◆ **GOAL**
Rewrite the data below so that "bounding box" becomes "bounding rectangle" wherever it occurs, leaving every other character unchanged.

--- --- ---

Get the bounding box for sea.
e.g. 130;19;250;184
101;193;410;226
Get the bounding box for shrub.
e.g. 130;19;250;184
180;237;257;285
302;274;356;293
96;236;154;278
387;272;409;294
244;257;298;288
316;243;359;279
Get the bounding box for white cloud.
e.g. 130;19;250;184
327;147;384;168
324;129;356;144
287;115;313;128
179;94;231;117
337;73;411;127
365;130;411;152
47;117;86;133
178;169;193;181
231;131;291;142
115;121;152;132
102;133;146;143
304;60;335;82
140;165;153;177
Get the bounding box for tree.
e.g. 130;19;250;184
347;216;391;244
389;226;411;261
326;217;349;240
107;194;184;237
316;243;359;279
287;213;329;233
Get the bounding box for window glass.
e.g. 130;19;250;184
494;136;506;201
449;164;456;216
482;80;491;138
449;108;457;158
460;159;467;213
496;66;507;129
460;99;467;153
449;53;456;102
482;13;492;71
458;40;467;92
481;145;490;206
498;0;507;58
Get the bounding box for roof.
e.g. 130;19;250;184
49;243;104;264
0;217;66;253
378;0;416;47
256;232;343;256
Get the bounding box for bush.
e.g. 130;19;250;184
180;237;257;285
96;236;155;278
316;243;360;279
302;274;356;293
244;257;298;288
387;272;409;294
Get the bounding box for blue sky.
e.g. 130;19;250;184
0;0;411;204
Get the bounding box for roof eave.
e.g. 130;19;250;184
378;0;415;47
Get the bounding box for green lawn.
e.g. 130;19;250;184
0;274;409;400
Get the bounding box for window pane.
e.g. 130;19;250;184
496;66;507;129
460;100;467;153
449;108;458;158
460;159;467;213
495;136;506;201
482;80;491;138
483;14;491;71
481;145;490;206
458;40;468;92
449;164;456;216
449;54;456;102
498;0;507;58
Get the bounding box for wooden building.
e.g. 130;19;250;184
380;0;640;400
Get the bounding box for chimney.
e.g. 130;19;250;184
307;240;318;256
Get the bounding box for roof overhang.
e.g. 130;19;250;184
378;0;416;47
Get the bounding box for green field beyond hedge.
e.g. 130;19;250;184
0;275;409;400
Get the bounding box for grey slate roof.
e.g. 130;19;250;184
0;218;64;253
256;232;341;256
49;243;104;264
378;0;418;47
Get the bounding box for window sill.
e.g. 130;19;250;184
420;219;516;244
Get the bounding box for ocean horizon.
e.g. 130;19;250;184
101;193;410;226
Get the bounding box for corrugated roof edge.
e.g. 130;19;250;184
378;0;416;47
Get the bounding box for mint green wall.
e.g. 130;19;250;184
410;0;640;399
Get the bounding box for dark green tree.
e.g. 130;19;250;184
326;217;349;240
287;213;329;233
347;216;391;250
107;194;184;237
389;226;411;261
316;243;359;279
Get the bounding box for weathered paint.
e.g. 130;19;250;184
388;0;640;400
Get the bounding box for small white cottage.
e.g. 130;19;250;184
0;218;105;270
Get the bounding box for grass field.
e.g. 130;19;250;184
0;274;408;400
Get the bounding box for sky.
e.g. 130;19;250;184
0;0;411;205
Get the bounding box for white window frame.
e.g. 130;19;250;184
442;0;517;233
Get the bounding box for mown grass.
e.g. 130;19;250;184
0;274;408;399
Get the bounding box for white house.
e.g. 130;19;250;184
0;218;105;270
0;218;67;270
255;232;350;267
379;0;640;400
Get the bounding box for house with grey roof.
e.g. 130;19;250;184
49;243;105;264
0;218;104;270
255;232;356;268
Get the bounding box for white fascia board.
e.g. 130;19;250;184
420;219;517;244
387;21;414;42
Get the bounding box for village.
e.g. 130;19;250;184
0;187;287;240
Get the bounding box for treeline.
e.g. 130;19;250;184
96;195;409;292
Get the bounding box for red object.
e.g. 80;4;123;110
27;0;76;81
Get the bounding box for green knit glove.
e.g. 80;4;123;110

--- --- ---

◆ **RESPONSE**
Get the bounding rectangle for sea.
e.g. 130;19;250;184
101;193;410;226
Get the bounding rectangle for shrub.
e.g. 130;19;250;184
180;237;257;285
302;274;356;293
96;236;154;278
387;272;409;294
244;257;298;288
316;243;359;279
Get the bounding rectangle for white cloud.
e.g. 130;19;250;184
327;147;384;168
324;129;356;144
287;115;313;128
179;94;231;117
337;73;411;127
365;130;411;152
47;117;86;133
178;169;193;181
231;131;291;142
115;121;152;132
102;133;146;143
304;60;335;82
140;165;153;177
Get the bounding rectangle for tree.
e.g. 130;19;250;184
347;216;391;244
389;226;411;261
326;217;349;240
107;194;184;237
316;243;359;279
287;213;329;233
Get the bounding rectangle for window glass.
e.g. 130;19;250;184
494;136;506;201
449;164;456;216
482;80;491;138
449;108;457;158
460;159;467;213
496;66;507;129
460;99;467;153
449;53;456;102
482;13;492;71
458;40;467;92
481;145;490;206
498;0;507;58
Get the bounding rectangle for roof.
e.g. 130;19;250;184
49;243;104;264
0;217;66;253
378;0;416;47
256;232;343;256
Get the bounding rectangle for bush.
e.g. 130;19;250;184
180;237;257;285
96;236;155;278
316;243;360;279
302;274;356;293
244;257;298;288
387;272;409;294
Get the bounding rectangle for blue sky.
e.g. 130;19;250;184
0;0;411;204
Get the bounding rectangle for roof eave.
e.g. 130;19;250;184
378;0;415;47
Get the bounding rectangle for green lawn.
e.g. 130;19;250;184
0;274;409;400
Get the bounding rectangle for window pane.
e.g. 130;19;250;184
496;66;507;129
460;100;467;153
449;108;458;158
460;159;467;213
495;136;506;201
482;80;491;138
483;14;491;71
481;145;490;206
458;40;468;92
449;164;456;216
449;54;456;102
498;0;507;58
Get the bounding rectangle for wooden building.
e.g. 130;19;250;184
380;0;640;400
Get the bounding rectangle for chimney.
e.g. 130;19;250;184
307;240;318;256
Get the bounding rectangle for roof overhang.
e.g. 130;19;250;184
378;0;416;47
Get the bounding rectangle for green field beyond hedge.
e.g. 130;19;250;184
0;275;409;400
Get the bounding rectangle for grey slate roof.
e.g. 130;19;250;184
0;218;64;253
256;232;341;256
49;243;104;264
378;0;418;47
Get the bounding rectangle for window sill.
e.g. 130;19;250;184
420;219;516;244
Get the bounding rectangle for ocean horizon.
e.g. 130;19;250;184
101;193;410;226
Get the bounding rectangle for corrugated roof edge.
e.g. 130;19;250;184
378;0;416;47
Get the bounding rectangle for mint green wall.
e.g. 130;19;250;184
410;0;640;399
Get the bounding rectangle for dark green tree.
e.g. 130;19;250;184
326;217;349;240
287;213;329;233
347;216;391;250
107;194;184;237
389;226;411;261
316;243;359;279
Get the bounding rectangle for weathered paint.
e.g. 130;19;250;184
388;0;640;400
Get the bounding rectangle for small white cottage.
e.g. 130;19;250;184
0;218;105;270
Get the bounding rectangle for grass field.
e.g. 130;19;250;184
0;274;408;400
Get the bounding rectangle for sky.
e.g. 130;19;250;184
0;0;411;205
Get the bounding rectangle for white window frame.
e.g. 130;19;250;184
442;0;517;233
Get the bounding rectangle for mown grass.
e.g. 130;19;250;184
0;274;408;399
Get the bounding rectangle for white house.
e.g. 130;19;250;184
0;218;105;270
0;218;67;270
255;232;350;267
379;0;640;400
Get the bounding rectangle for house with grey roof.
e.g. 130;19;250;184
49;243;105;264
0;218;104;270
255;232;356;268
Get the bounding rectangle for white fascia board.
e.g. 130;19;250;184
420;219;517;244
387;21;414;42
Get the bounding rectangle for village.
e.g. 130;19;250;184
0;187;287;240
Get the bounding rectangle for treeline.
e.g. 130;19;250;184
96;195;409;292
Get the bounding rectangle for red object.
e.g. 80;4;123;110
27;0;76;81
Get the bounding rectangle for green knit glove.
e.g. 80;4;123;110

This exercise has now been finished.